*WHAT TO DO*.
Arrange the lines of the items below as a Markdown table with the columns "No." and "Line". Number each row, and leave out blank lines.

*Labeled box records*.
* BEGIN *

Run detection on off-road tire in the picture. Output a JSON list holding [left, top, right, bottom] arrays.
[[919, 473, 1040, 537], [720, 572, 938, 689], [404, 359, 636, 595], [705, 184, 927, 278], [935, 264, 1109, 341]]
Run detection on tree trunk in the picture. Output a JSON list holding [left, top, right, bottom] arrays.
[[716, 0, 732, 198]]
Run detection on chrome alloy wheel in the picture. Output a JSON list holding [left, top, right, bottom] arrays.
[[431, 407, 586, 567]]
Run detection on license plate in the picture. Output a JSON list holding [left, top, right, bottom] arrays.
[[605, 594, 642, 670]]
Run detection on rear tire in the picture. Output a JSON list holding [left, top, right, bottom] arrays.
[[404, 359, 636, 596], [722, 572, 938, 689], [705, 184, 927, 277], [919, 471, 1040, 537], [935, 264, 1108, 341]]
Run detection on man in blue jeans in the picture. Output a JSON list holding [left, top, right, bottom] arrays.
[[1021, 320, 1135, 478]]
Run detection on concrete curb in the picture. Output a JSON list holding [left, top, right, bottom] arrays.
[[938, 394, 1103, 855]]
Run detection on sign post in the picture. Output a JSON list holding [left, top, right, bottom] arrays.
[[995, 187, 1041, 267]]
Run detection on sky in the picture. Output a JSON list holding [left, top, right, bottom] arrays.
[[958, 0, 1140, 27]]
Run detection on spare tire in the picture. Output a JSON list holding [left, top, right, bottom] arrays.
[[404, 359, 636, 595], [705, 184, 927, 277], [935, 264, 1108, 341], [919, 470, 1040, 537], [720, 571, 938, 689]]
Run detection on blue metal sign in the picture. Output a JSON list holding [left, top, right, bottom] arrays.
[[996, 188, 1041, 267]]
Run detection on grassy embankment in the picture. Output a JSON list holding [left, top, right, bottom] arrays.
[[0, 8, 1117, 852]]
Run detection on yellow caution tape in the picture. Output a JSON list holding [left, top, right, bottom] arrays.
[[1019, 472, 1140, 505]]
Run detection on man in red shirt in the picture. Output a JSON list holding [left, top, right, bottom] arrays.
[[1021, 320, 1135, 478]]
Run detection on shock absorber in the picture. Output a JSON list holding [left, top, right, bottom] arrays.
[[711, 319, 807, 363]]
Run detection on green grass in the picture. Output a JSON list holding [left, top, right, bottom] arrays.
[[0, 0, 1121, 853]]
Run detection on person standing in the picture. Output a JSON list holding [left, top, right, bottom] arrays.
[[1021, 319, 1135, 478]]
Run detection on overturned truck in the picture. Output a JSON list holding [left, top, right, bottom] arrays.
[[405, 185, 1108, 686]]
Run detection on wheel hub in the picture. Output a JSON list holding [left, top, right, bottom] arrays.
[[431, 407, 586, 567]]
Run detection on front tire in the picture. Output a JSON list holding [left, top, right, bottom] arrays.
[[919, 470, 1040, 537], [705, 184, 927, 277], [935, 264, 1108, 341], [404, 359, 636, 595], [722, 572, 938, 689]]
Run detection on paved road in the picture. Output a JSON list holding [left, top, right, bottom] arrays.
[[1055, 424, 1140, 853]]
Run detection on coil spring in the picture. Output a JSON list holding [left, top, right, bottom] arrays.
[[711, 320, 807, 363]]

* END *

*SOLVED PROBLEM*.
| No. | Line |
|---|---|
| 1 | Run detection on off-road tire in the picture. Output a JSON list holding [left, top, right, bottom] arrays. |
| 2 | [[919, 473, 1040, 537], [720, 572, 938, 689], [404, 359, 636, 595], [705, 184, 927, 278], [935, 264, 1109, 341]] |
| 3 | Run detection on tree trunk in the picture. Output a JSON list holding [left, top, right, bottom] arrays. |
| 4 | [[716, 0, 732, 198]] |
| 5 | Run detection on chrome alloy wheel in the picture. Output a JSON list holding [left, top, right, bottom] arrays. |
| 6 | [[431, 407, 586, 567]] |
| 7 | Run detection on license plate in the picture. Output a JSON list holding [left, top, right, bottom] arrays. |
| 8 | [[605, 594, 642, 670]] |
| 9 | Run detection on rear tire in the picture. Output a JSON list holding [left, top, right, bottom] arrays. |
| 10 | [[404, 359, 636, 596], [722, 572, 938, 689], [705, 184, 927, 277], [919, 471, 1040, 537], [935, 264, 1108, 341]] |
| 11 | Run detection on man in blue jeans in the picture. Output a JSON list holding [left, top, right, bottom] arrays. |
| 12 | [[1021, 320, 1135, 478]] |
| 13 | Run detection on concrete curb in the picture. Output a JSON list holding [left, top, right, bottom] arrays. |
| 14 | [[938, 394, 1103, 855]] |
| 15 | Run detection on sign post in the picture. Output a JSON list holding [left, top, right, bottom] arrays. |
| 16 | [[995, 187, 1041, 267]] |
| 17 | Run detection on sky in the picture. Output a JSON list holding [left, top, right, bottom] arrays. |
| 18 | [[958, 0, 1140, 27]] |
| 19 | Run detection on spare tire in the picture. Output a JSON list holding [left, top, right, bottom] arrays. |
| 20 | [[404, 359, 636, 595], [705, 184, 927, 277], [935, 264, 1108, 341], [919, 470, 1040, 537], [720, 571, 938, 689]] |
| 21 | Run detection on blue metal sign in the picture. Output a JSON list holding [left, top, right, bottom] arrays. |
| 22 | [[996, 188, 1041, 267]] |
| 23 | Run detection on grassy embankment in the picture. Output a JSON list holding [left, top, right, bottom] arrays. |
| 24 | [[0, 8, 1117, 852]] |
| 25 | Run detection on yellow caution tape in the picture. Output a JSON list holding [left, top, right, bottom] arrays. |
| 26 | [[1019, 472, 1140, 505]] |
| 27 | Run detection on man in red shirt in the picture. Output a JSON list holding [left, top, right, bottom] arrays. |
| 28 | [[1021, 320, 1135, 478]] |
| 29 | Run detection on shock absorber in the picture. Output a JSON list holding [left, top, right, bottom] arrays. |
| 30 | [[711, 319, 807, 363]] |
| 31 | Run detection on green grass in the picture. Output a JSON list holding [left, top, right, bottom] arrays. |
| 32 | [[0, 0, 1121, 853]] |
| 33 | Run detection on person standing in the picture. Output a JSON list holding [left, top, right, bottom] arrays. |
| 34 | [[1021, 319, 1135, 478]] |
| 35 | Run detection on overturned truck in the picture. Output a JSON list holding [left, top, right, bottom] arrays. |
| 36 | [[405, 185, 1108, 686]] |
| 37 | Run detection on wheel hub in the picture. Output a JSON list holding [left, top, right, bottom] arrays. |
| 38 | [[431, 407, 586, 567]] |
| 39 | Run detection on front tire in the picture. Output a JSON list holding [left, top, right, bottom] arrays. |
| 40 | [[919, 470, 1040, 537], [705, 184, 927, 277], [935, 264, 1108, 341], [404, 359, 636, 595], [722, 572, 938, 689]] |
| 41 | Run detection on paved road in the picture. Output a JSON list holding [left, top, right, bottom] arrays. |
| 42 | [[1055, 424, 1140, 853]] |
| 43 | Run detection on coil spring in the picture. Output a JSON list holding [left, top, right, bottom] arrays. |
| 44 | [[711, 320, 807, 363]] |